> [TEXT SHOWN]
____________________

Forty-Year-Old Fugitive Monk/'Hippie Mafia” Case Gets Goofier


Orange County Sheriff's Department inmate number 2537327, better known as Brenice “Brennie” Lee Smith–or Dorje to his family and fellow Buddhist devotees–has been behind bars for almost two months now thanks to a pair of nearly 40-year-old hash smuggling charges. At the moment, the founding member of Orange County's Brotherhood of Eternal Love, the group of hippies who sought to transform the world one acid trip at the time and even produced its own trademark acid Orange Sunshine, is awaiting trial at the notorious Theo Lacy Men's Jail across the street from The Block in Orange.

If it wasn't for the fact Smith was stuck in jail, just about everything about this case would be the stuff of pure comedy, or better yet, farce. 
First a bit of background: Along with a few dozen of his former pals, most of them Anaheim highschool buddies since the days of the Righteous Brothers and Dick Dale and the DelTones, Smith founded the Brotherhood in Modjeska Canyon in 1966 as a legally-registered nonprofit church dedicated to the teachings of Jesus, Buddha, Parmahamsa Yogananda and a host of Hindu deities. They had a penchant for transcendental meditation and were evangelical in their admiration for LSD, which they believed when rigorously used in communal settings could bring peace to the world.

____________________

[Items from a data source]
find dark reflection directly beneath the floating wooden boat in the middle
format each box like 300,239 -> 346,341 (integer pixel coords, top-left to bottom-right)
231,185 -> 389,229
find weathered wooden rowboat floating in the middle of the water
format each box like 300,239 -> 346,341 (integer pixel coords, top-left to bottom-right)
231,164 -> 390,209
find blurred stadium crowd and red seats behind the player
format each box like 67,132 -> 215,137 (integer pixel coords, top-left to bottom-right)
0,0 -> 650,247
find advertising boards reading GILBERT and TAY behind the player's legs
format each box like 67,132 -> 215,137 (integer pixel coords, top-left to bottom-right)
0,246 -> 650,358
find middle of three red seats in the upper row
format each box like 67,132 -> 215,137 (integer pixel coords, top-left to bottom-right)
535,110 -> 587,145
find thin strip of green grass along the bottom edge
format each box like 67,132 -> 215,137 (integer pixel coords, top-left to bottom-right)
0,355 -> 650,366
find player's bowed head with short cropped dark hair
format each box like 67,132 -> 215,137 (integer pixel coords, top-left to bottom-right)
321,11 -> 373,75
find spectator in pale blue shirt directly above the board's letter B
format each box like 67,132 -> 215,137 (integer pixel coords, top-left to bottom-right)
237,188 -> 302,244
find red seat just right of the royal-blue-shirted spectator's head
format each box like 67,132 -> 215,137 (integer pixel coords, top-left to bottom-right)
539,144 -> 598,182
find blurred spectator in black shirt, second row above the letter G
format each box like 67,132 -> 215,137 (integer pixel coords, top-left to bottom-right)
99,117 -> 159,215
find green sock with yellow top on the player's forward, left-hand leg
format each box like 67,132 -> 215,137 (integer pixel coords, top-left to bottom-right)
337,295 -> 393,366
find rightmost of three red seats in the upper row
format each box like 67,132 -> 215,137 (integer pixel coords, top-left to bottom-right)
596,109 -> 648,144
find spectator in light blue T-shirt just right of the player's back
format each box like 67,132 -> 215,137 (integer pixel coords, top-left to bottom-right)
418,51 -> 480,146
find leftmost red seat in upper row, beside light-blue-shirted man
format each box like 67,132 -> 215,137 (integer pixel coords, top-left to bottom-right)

____________________

> [EXERCISE OBJECTIVE] Carry on the article about the Brotherhood of Eternal Love smuggling case from the point where it ends. The material has no connection to the article.

> [RESULT FOR THIS TASK]
It certainly brought peace to theirs: most of the Brotherhood were heroin addicts, thieves and barroom brawlers before they dropped acid in the early 1960s and in their words, “saw god.” Folks like Smith made it their mission to lure as many of their thuggish friends out to Orange County's rustic canyons or to desert destinations like Mount Palomar or Tahquitz Falls, to drop acid, which was still legal. But fortuitously, California banned the group's sacrament in October 1966, just a few weeks before they founded their church, turning the Brotherhood into an underground movement which ultimately became the biggest group of hash smugglers and acid dealers in the country.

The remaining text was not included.